> _Reading text_
Please note that tax, investment, pension and ISA rules can change and the information and any views contained in this article may now be inaccurate.
Important signals: why smart investors study director deals
You’ve opened your investment account, mastered the mechanics of buying stocks and familiarised yourself with the main catalysts that move share prices. Now the first-time investor needs to add additional weapons to their stock picking armoury.
Among the signals that indicate whether a company is thriving or diving are director dealings, where a company director either buys or sells shares in their own employer.
A chief executive, chairman or finance director should know everything that’s going on in a business because they see the sales figures, monitor its costs and see various key performance indicators. Typically, they will be involved in strategy meetings and know if a company is achieving its objectives or not.
SENDING POWERFUL SIGNALS
Business leaders know the state of their businesses better than anyone, or at least the good ones do, so when a chief executive invests their hard-earned cash into a company the first-time investor should certainly sit up and take notice.
Though non-executive directors aren’t involved in the day to day running of a business, they will certainly be involved in board meetings, meaning that they boast valuable insights into a company and their trades are also worth following.
Conversely, a significant share sale can indicate something is amiss, with a downswing in fortunes and the share price potentially on the cards, or that the director feels the share price is too high and riding for a fall. However, share disposals can be less reliable indicator than share purchases, as we’ll explain later in this article.

> _Exercise data_
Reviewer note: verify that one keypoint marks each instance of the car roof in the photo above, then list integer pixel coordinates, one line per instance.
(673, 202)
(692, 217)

> _Prompt A_
According to the article on director dealings, what things does a chief executive, chairman or finance director see or monitor in a business?
> _Prompt B_
In the article on director dealings, what happens in a director dealing?
> _Prompt C_
Do these statements agree with the article on director dealings? Answer yes or no for each, and quote the words that decide it.
(i) Non-executive directors are involved in the day-to-day running of a business.
(ii) Share sales can be a less reliable indicator than share purchases.
(iii) A significant share sale may mean the director thinks the share price is too high.

> _Task result A_
- Sales figures
- Costs
- Key performance indicators

> _Task result B_
A company director either buys or sells shares in their own employer.

> _Task result C_
(i) No: "non-executive directors aren’t involved in the day to day running of a business"
(ii) Yes: "share disposals can be less reliable indicator than share purchases"
(iii) Yes: "the director feels the share price is too high and riding for a fall"